● **Set task**: Rescale the records from their start through the line containing "point(286, 194)", and output only those lines, requests included. Multiply every coordinate in the answers by 2.5 and round to whole numbers, halves up, leaving the numbers in the requests and their sample outputs unchanged.

● **Dataset extract**:
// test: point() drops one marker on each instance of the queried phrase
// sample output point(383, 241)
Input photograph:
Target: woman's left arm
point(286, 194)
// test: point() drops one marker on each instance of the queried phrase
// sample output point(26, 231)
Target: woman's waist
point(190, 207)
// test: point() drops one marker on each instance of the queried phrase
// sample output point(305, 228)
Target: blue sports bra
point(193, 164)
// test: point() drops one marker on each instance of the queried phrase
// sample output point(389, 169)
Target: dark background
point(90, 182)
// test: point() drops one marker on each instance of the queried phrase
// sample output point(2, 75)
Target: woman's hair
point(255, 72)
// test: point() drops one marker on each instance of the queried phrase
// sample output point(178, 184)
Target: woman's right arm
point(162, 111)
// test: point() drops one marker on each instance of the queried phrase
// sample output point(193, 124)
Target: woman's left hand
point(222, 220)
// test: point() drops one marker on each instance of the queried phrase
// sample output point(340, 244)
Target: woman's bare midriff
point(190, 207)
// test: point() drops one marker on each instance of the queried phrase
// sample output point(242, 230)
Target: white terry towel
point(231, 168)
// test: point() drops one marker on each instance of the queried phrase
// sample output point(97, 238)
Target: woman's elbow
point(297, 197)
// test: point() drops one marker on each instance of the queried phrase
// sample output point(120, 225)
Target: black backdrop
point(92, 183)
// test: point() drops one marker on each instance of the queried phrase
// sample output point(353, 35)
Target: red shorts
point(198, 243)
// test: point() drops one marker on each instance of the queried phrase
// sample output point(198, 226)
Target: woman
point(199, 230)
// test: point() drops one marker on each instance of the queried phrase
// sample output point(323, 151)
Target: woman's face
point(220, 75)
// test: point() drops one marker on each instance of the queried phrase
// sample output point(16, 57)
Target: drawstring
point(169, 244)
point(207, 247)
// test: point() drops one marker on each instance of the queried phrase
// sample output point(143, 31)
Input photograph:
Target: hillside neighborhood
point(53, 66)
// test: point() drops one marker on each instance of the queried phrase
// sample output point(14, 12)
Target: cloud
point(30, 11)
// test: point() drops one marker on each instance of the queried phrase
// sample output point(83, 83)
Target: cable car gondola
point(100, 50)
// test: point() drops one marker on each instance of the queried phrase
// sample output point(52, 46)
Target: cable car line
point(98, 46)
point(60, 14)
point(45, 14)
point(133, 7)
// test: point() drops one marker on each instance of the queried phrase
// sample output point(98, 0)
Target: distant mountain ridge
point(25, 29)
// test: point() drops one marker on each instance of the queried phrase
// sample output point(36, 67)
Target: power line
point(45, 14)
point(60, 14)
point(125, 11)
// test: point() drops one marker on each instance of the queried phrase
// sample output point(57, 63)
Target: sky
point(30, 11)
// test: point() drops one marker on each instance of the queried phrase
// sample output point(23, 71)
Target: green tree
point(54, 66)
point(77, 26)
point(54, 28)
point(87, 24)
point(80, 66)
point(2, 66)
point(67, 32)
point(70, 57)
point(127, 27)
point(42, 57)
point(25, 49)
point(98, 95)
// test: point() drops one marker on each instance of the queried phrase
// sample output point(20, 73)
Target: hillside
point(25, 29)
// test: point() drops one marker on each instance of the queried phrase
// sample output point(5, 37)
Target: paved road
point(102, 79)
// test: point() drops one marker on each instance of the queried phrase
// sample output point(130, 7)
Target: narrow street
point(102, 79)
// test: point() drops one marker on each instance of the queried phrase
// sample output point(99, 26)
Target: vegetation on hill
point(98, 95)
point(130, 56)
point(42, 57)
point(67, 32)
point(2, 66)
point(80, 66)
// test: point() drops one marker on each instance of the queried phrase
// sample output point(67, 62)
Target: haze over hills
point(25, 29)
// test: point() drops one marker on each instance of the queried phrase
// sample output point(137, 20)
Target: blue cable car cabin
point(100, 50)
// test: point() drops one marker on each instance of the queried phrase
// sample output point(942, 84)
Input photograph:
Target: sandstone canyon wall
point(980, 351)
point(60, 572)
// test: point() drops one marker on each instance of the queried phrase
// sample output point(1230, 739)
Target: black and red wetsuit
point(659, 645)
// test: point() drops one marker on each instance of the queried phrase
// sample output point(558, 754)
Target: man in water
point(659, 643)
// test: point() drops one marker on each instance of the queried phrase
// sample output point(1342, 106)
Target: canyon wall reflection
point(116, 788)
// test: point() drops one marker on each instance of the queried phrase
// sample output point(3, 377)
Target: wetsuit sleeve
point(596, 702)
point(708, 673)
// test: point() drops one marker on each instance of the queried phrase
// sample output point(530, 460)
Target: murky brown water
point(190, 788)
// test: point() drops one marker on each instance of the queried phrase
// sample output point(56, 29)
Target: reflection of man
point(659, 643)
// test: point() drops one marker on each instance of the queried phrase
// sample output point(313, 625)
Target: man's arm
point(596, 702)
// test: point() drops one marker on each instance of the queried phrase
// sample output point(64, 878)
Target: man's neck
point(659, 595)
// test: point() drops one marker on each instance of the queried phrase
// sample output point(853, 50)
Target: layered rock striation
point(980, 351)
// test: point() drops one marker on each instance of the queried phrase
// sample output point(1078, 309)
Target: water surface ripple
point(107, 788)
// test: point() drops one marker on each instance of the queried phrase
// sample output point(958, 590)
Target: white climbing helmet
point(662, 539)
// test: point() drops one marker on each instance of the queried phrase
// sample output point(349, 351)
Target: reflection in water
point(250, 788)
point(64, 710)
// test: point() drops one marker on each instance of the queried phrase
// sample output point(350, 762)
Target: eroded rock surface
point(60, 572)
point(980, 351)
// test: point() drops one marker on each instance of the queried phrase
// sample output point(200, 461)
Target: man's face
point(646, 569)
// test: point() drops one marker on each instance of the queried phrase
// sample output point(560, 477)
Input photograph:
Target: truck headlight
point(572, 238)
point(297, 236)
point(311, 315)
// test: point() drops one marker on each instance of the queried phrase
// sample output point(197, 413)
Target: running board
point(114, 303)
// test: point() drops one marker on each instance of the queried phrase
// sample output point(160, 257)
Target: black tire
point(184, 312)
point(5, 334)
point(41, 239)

● **Solution to this task**:
// test: point() drops one marker on each instance of the queried phrase
// sample output point(383, 241)
Input photograph:
Target: woman's left arm
point(715, 485)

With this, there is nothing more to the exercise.